# Aim
Could you express everything from the line containing "Locate the lighthouse" down to the line containing "x=1285 y=491" as a two-column CSV headed instruction and response, one row per instruction? Put each instruction's text and its answer in a single quoted field each, with line breaks replaced by spaces.

** start of Material for this task **

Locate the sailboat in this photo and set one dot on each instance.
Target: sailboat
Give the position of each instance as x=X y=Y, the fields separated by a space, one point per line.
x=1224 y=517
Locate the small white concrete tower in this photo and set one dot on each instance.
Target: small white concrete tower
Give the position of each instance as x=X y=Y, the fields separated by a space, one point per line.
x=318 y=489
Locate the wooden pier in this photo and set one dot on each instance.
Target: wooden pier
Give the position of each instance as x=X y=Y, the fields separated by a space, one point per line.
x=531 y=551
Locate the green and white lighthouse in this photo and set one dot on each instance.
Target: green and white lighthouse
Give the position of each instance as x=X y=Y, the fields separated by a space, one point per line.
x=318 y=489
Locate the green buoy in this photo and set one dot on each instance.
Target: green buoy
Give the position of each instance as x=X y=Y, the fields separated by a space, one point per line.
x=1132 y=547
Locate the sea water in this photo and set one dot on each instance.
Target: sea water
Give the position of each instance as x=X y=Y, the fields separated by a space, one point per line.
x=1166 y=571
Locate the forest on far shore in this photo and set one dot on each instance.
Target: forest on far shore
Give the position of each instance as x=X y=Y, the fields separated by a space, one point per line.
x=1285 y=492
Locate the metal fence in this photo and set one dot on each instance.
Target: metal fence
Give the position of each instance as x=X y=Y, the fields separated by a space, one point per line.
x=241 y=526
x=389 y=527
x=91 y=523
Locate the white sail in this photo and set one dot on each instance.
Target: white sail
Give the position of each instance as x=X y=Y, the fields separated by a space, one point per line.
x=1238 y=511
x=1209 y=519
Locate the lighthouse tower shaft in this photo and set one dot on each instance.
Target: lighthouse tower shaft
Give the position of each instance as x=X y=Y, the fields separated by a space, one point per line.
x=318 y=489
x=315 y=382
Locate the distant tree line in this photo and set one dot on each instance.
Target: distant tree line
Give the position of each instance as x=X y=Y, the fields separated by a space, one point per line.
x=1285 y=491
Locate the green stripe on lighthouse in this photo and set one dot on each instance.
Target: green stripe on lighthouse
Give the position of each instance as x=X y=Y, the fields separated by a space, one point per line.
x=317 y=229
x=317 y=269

** end of Material for this task **
** start of Material for this task **

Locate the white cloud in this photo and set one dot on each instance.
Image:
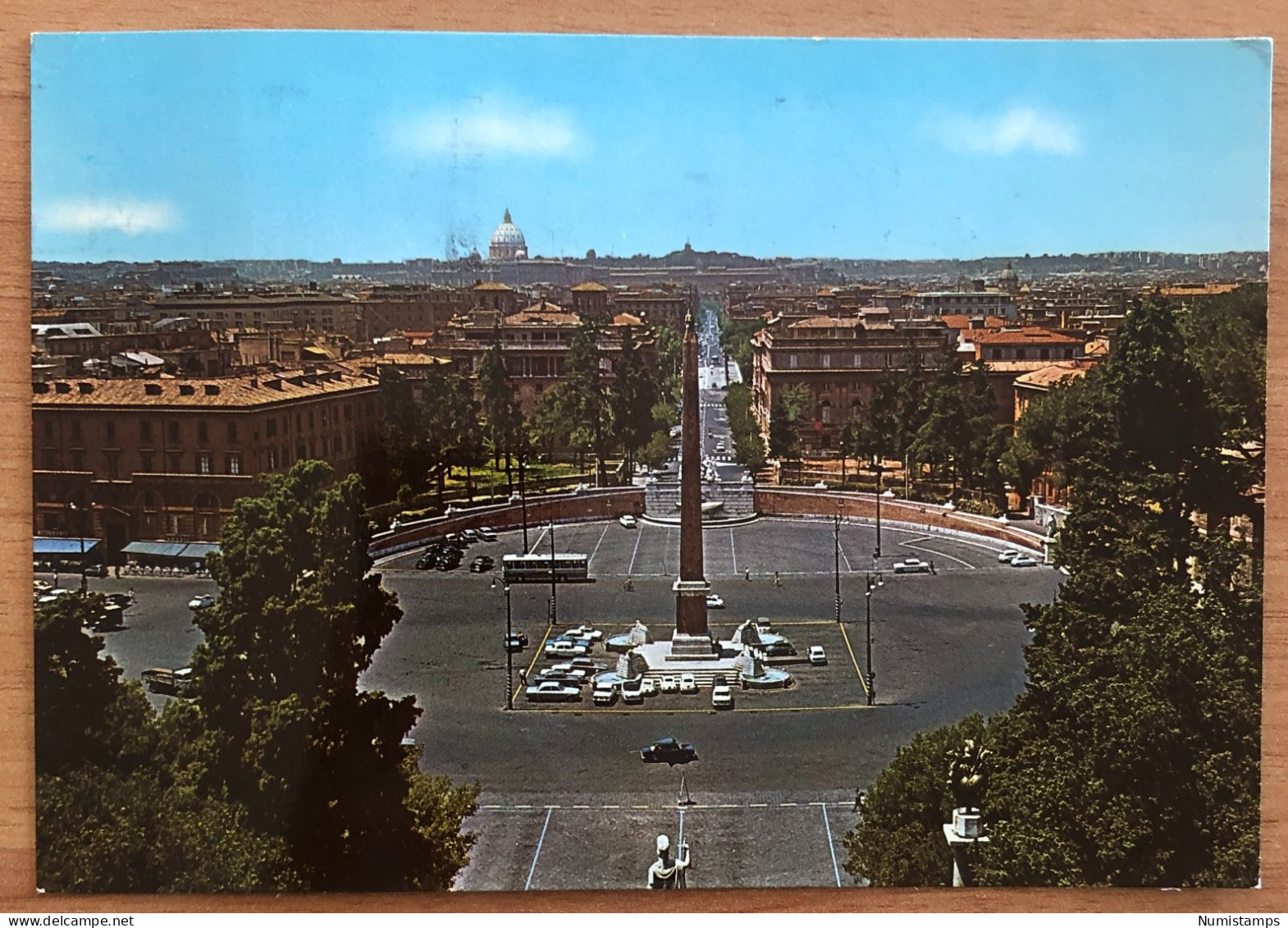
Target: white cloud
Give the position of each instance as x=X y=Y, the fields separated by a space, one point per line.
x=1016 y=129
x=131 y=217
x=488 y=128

** end of Material for this task **

# Problem solution
instruction,response
"Locate the lighthouse tower shaft in this photo and set one dot on each instance. Target: lighthouse tower shaft Give the position of each instance as x=X y=Y, the fields separated by a space, one point per line.","x=318 y=489 x=315 y=382"
"Locate the distant tree line in this photo and set one dot on each instance. Target: distant tree line Give the position of each instance as x=X y=Y, the fields separated by a space, one point per line.","x=1285 y=491"